→ Short exercise 1
Edit the passage of the Bourke text that opens with the words containing "Anyone who has" and closes with "stop was Bourke.", writing "sunbaked" wherever "dusty" appears.
→ Short exercise 2
Summarize the text about Bourke in two sentences.
→ Short exercise 3
In the text about Bourke, what are the Missionaries of Charity known as?

06 Oct, 2008 06:27 AM
Read the sweeping body of poetry and prose on the Darling River town of Bourke, from Lawson to Breaker Morant and Will Ogilvy, and you'd swear it was inhabited almost exclusively by rough men: shearers and tough fellows of the bush and the riverboats.

Anyone who has been there in recent years, however, knows it is women who hold together much of that dusty little old place, where drought and unemployment and welfare have robbed a lot of the romance lent it a century ago by the bards of the bush.

And so, as Australia's first female Governor-General, Quentin Bryce, set out to place her stamp on the national heart, her first stop was Bourke.

Soon, she found herself surrounded by the women. Indigenous women with children rushing around their feet, women of Bourke's Catholic parish carrying great trays of sandwiches and home-cooked cake, and a tiny knot of quiet little women who looked for all the world as if they had stepped out of India's slums with Mother Teresa herself.

Indeed, the Missionaries of Charity in their distinctive blue and white robes and sandals, hosts to the Governor-General at the town's presbytery, are known as Mother Teresa's Little Sisters.

Extracted data entries
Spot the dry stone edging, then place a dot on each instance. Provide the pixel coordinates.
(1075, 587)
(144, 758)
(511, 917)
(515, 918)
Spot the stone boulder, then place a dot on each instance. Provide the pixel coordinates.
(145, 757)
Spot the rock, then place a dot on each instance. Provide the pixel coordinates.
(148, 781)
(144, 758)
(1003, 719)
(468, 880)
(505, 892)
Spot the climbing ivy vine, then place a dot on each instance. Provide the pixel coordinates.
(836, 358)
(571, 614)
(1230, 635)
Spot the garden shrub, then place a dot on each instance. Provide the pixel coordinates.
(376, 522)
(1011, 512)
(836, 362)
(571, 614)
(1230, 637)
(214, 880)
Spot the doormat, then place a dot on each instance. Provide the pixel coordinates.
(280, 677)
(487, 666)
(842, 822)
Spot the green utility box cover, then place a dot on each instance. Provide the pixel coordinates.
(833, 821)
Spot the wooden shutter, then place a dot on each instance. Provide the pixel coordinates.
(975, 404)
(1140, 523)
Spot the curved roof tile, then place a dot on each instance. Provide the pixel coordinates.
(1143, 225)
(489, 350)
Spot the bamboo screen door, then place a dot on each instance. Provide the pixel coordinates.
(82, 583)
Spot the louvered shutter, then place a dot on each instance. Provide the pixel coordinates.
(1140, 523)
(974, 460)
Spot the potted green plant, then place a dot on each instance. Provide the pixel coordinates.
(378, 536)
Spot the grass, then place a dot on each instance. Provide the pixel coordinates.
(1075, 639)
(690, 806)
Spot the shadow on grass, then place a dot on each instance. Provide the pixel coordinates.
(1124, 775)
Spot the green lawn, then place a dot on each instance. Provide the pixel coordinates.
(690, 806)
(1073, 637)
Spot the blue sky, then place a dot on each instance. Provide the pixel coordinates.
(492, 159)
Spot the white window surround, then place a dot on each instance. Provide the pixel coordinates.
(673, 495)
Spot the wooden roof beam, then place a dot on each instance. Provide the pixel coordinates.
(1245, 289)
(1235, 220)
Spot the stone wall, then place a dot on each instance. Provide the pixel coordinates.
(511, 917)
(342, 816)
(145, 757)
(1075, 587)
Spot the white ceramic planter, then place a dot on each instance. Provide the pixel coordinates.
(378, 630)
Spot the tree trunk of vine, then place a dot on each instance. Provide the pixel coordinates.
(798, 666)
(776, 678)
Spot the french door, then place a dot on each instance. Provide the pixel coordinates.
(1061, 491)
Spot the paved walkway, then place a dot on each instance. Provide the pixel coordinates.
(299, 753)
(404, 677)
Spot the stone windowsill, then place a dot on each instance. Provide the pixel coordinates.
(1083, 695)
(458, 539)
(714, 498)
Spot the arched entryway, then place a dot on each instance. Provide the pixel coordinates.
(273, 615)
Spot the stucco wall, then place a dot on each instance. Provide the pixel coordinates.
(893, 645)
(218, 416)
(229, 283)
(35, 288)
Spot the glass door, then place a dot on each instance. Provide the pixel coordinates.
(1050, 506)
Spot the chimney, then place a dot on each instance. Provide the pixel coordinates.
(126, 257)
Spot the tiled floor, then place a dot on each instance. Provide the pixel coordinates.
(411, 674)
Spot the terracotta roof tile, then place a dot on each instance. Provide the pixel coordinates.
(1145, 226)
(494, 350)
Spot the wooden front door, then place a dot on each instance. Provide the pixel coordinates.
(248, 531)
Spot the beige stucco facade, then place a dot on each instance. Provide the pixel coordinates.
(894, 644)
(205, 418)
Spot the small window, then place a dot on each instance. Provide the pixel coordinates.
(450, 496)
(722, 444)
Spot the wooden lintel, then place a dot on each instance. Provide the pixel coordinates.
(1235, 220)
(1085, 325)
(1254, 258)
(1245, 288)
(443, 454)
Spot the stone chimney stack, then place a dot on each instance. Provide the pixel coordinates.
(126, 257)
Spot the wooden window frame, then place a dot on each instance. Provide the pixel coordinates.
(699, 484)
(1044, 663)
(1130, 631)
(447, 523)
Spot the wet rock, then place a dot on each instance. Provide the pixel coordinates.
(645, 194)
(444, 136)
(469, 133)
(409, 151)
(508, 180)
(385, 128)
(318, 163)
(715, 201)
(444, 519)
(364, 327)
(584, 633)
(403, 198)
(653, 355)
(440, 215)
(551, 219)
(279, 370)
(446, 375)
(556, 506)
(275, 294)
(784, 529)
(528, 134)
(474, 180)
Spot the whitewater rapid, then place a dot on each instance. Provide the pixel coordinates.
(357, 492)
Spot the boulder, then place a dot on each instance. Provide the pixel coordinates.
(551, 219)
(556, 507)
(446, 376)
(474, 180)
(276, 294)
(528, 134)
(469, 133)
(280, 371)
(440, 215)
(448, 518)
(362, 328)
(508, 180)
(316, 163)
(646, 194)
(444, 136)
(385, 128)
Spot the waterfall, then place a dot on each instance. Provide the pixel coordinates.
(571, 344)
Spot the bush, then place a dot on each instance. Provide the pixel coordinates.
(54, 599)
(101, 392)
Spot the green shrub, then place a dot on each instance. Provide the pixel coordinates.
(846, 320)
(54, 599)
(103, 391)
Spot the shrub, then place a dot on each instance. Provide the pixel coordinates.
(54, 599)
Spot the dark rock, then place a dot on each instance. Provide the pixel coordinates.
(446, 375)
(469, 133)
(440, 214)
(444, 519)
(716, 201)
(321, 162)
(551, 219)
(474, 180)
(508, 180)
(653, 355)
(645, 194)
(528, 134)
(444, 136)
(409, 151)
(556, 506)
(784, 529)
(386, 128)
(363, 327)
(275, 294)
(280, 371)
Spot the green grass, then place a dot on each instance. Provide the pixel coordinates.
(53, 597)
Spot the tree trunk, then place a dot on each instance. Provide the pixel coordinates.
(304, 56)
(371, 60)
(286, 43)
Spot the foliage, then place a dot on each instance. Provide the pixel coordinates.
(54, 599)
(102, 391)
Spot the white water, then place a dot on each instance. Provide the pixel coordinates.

→ Complete output 1
Anyone who has been there in recent years, however, knows it is women who hold together much of that sunbaked little old place, where drought and unemployment and welfare have robbed a lot of the romance lent it a century ago by the bards of the bush.

And so, as Australia's first female Governor-General, Quentin Bryce, set out to place her stamp on the national heart, her first stop was Bourke.

→ Complete output 2
Although poetry and prose portray Bourke as a town of rough men, anyone who has been there recently knows that women hold much of it together. When Quentin Bryce, Australia's first female Governor-General, made Bourke her first stop, she was soon surrounded by women, including Indigenous women, women of the Catholic parish and the Missionaries of Charity.

→ Complete output 3
Mother Teresa's Little Sisters.